Text provided:
*** Begin section ***

This project uses automatically triggered GitHub Actions triggers for Continuous Integration.

### Secrets

To enable DVC model pulling, configure these Repository Secrets:

- `DAGSHUB_USERNAME`: DagsHub username.
- `DAGSHUB_TOKEN`: DagsHub access token.

--------

## Milestone Summary

### Milestone 1
We compiled the ML Canvas and defined:
- Problem: multi-label classification of skills for PR/issues.
- Stakeholders and business/research goals.
- Data sources (SkillScope DB) and constraints (no external classifiers).
- Success metrics (micro-F1, imbalance handling, experiment tracking).
- Risks (label imbalance, text noise, multi-label complexity) and mitigations.

### Milestone 2
We implemented the essential end-to-end infrastructure to go from data to tracked modeling experiments:

1. Data Management
    - DVC setup (raw dataset and TF-IDF features tracked) with DagsHub remote; dedicated gitignores for data/models.

2. Data Ingestion & EDA
    - `dataset.py` to download/extract SkillScope from Hugging Face (zip → SQLite) with cleanup.
    - Initial exploration notebook `notebooks/1.0-initial-data-exploration.ipynb` (schema, text stats, label distribution).

3. Feature Engineering
    - `features.py`: GitHub text cleaning (URL/HTML/markdown removal, normalization, Porter stemming) and TF-IDF (uni+bi-grams) saved as NumPy (`features_tfidf.npy`, `labels_tfidf.npy`).

4. Central Config
    - `config.py` with project paths, training settings, RF param grid, MLflow URI/experiments, PCA/ADASYN, feature constants.

5. Modeling & Experiments
    - Unified `modeling/train.py` with actions: baseline RF, MLSMOTE, ROS, ADASYN+PCA, LightGBM, LightGBM+MLSMOTE, and inference.
    - GridSearchCV (micro-F1), MLflow logging, removal of all-zero labels, multilabel-stratified splits (with fallback).

6. Imbalance Handling
    - Local `mlsmote.py` (multi-label oversampling) with fallback to `RandomOverSampler`; dedicated ADASYN+PCA pipeline.

7. Tracking & Reproducibility
    - Remote MLflow (DagsHub) with README credential setup; DVC-tracked models and auxiliary artifacts (e.g., PCA, kept label indices).

8. Tooling
    - Updated `requirements.txt` (lightgbm, imbalanced-learn, iterative-stratification, huggingface-hub, dvc, mlflow, nltk, seaborn, etc.) and extended Makefile targets (`data`, `features`).

### Milestone 3 (QA)
We implemented a comprehensive testing and validation framework to ensure data quality and model robustness:

1. **Data Cleaning Pipeline**
    - `data_cleaning.py`: Removes duplicates (481 samples), resolves label conflicts via majority voting (640 samples), filters sparse samples incompatible with SMOTE, and ensures train-test separation without leakage.

*** End section ***

Written task 1: Count the lines of the listing that contain the string "positive", treating uppercase and lowercase as different, and give only the number.

Task input:
*** Begin section ***

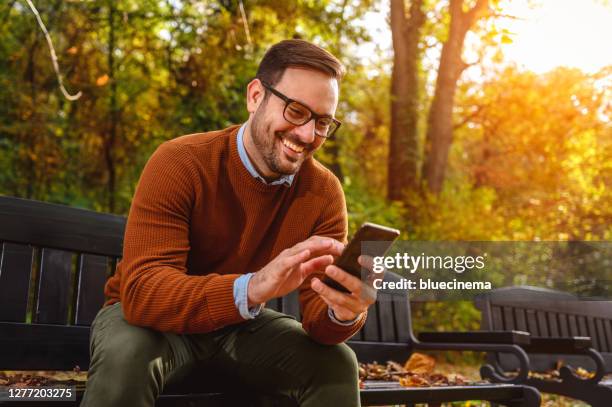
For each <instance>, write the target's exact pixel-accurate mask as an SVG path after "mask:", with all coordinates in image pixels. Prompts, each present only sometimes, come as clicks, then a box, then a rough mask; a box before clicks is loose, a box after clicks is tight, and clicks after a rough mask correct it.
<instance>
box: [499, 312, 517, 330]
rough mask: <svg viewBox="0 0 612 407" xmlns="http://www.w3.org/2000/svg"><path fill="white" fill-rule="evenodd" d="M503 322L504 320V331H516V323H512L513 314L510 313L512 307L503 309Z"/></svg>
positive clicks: (511, 313)
mask: <svg viewBox="0 0 612 407" xmlns="http://www.w3.org/2000/svg"><path fill="white" fill-rule="evenodd" d="M502 310H503V314H502V317H503V320H504V327H505V328H504V330H507V331H512V330H513V329H516V323H515V322H514V313H513V312H512V307H503V308H502Z"/></svg>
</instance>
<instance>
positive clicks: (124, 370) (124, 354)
mask: <svg viewBox="0 0 612 407" xmlns="http://www.w3.org/2000/svg"><path fill="white" fill-rule="evenodd" d="M138 331H141V332H138ZM165 346H166V343H165V341H164V338H163V335H162V334H160V333H159V332H154V331H151V330H145V329H143V328H137V330H136V332H117V333H114V334H112V335H108V338H107V339H106V343H105V344H104V345H103V346H102V349H101V355H100V356H101V358H102V359H103V361H104V362H105V364H106V365H108V367H109V368H111V369H112V370H113V371H114V372H115V374H119V375H122V374H127V373H128V372H133V371H135V372H138V373H140V374H142V373H145V371H146V370H147V369H148V368H150V367H152V366H151V364H155V362H156V361H157V360H159V359H160V358H161V356H162V354H163V353H164V348H165Z"/></svg>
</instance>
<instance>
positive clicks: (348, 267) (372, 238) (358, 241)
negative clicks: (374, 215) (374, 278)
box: [323, 222, 400, 293]
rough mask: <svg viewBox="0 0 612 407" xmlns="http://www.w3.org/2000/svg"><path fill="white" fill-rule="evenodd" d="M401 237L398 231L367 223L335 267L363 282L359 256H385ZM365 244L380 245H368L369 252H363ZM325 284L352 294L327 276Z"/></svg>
mask: <svg viewBox="0 0 612 407" xmlns="http://www.w3.org/2000/svg"><path fill="white" fill-rule="evenodd" d="M399 235H400V231H399V230H397V229H393V228H390V227H387V226H381V225H377V224H375V223H369V222H366V223H364V224H363V225H361V227H360V228H359V230H358V231H357V233H355V236H353V238H352V239H351V241H350V242H349V244H348V245H347V246H346V247H345V248H344V250H343V251H342V254H341V255H340V257H338V258H337V259H336V261H335V262H334V265H335V266H337V267H339V268H341V269H342V270H344V271H346V272H347V273H349V274H352V275H353V276H355V277H357V278H358V279H360V280H361V279H362V275H361V268H362V267H361V265H360V264H359V263H358V262H357V259H358V258H359V256H360V255H362V254H364V255H368V256H372V257H376V256H384V255H385V253H386V252H387V250H389V248H390V247H391V245H392V244H393V242H394V241H395V239H397V238H398V236H399ZM363 242H380V243H377V244H372V245H368V247H367V250H366V251H364V252H362V247H361V246H362V245H361V244H362V243H363ZM323 282H324V283H325V284H327V285H328V286H330V287H331V288H333V289H335V290H338V291H342V292H345V293H350V291H349V290H348V289H347V288H345V287H344V286H342V285H341V284H340V283H338V282H337V281H335V280H334V279H332V278H331V277H329V276H327V275H326V276H325V277H324V278H323Z"/></svg>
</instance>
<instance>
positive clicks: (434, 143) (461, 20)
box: [422, 0, 489, 194]
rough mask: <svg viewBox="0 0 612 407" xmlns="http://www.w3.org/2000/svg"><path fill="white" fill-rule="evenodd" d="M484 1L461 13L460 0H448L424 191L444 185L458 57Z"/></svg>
mask: <svg viewBox="0 0 612 407" xmlns="http://www.w3.org/2000/svg"><path fill="white" fill-rule="evenodd" d="M488 7H489V1H488V0H477V1H476V4H474V6H472V8H470V9H469V10H467V11H464V8H465V5H464V0H450V6H449V9H450V26H449V31H448V38H447V39H446V41H445V42H444V45H443V46H442V54H441V56H440V63H439V67H438V76H437V79H436V88H435V93H434V97H433V100H432V102H431V107H430V109H429V116H428V118H427V136H426V140H425V157H424V161H423V170H422V175H423V178H424V179H425V181H426V185H427V187H428V189H429V190H430V191H431V192H433V193H436V194H437V193H439V192H440V190H441V189H442V183H443V182H444V173H445V171H446V166H447V162H448V151H449V149H450V145H451V141H452V136H453V121H452V119H453V106H454V98H455V90H456V89H457V81H458V79H459V77H460V76H461V73H462V72H463V71H464V70H465V68H467V67H468V64H466V63H465V62H464V61H463V59H462V57H461V55H462V52H463V43H464V41H465V36H466V34H467V32H468V31H469V30H470V28H472V27H473V26H474V23H475V22H476V21H477V20H478V19H479V18H481V17H482V16H483V15H485V14H486V12H487V9H488Z"/></svg>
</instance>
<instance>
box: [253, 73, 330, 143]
mask: <svg viewBox="0 0 612 407" xmlns="http://www.w3.org/2000/svg"><path fill="white" fill-rule="evenodd" d="M260 82H261V84H262V85H263V86H264V88H266V89H267V90H269V91H270V93H272V94H273V95H274V96H276V97H278V98H280V99H282V100H283V101H284V102H285V107H284V108H283V118H284V119H285V120H286V121H287V122H289V123H291V124H293V125H294V126H303V125H305V124H306V123H308V122H309V121H311V120H313V119H314V121H315V134H316V135H317V136H319V137H322V138H331V137H333V136H334V134H336V132H337V131H338V129H339V128H340V126H341V125H342V122H341V121H339V120H337V119H335V118H334V117H331V116H329V115H325V114H317V113H315V112H313V111H312V109H311V108H309V107H308V106H306V105H305V104H303V103H301V102H298V101H297V100H295V99H291V98H290V97H288V96H286V95H283V94H282V93H280V92H279V91H278V90H276V89H274V88H273V87H272V85H270V84H269V83H268V82H266V81H262V80H260ZM291 103H297V104H298V105H300V106H303V107H304V108H305V109H306V110H308V111H309V112H310V117H309V118H308V120H306V121H305V122H304V123H294V122H292V121H291V120H289V119H287V116H286V115H285V111H286V110H287V107H288V106H289V105H290V104H291ZM318 119H332V122H333V123H334V124H335V125H336V128H335V129H334V130H333V131H332V132H331V133H327V134H326V135H325V136H322V135H321V134H319V133H317V131H316V123H317V120H318Z"/></svg>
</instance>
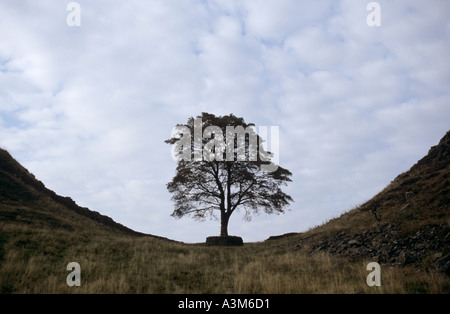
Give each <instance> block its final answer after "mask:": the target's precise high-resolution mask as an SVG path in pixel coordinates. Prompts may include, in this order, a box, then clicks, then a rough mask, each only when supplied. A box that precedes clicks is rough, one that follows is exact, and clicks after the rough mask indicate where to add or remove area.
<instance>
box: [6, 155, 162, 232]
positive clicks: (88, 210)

*** End section ***

Written task 2: According to the milestone summary, how many duplicate samples does `data_cleaning.py` remove?

Exercise solution 1: 5

Exercise solution 2: 481 samples.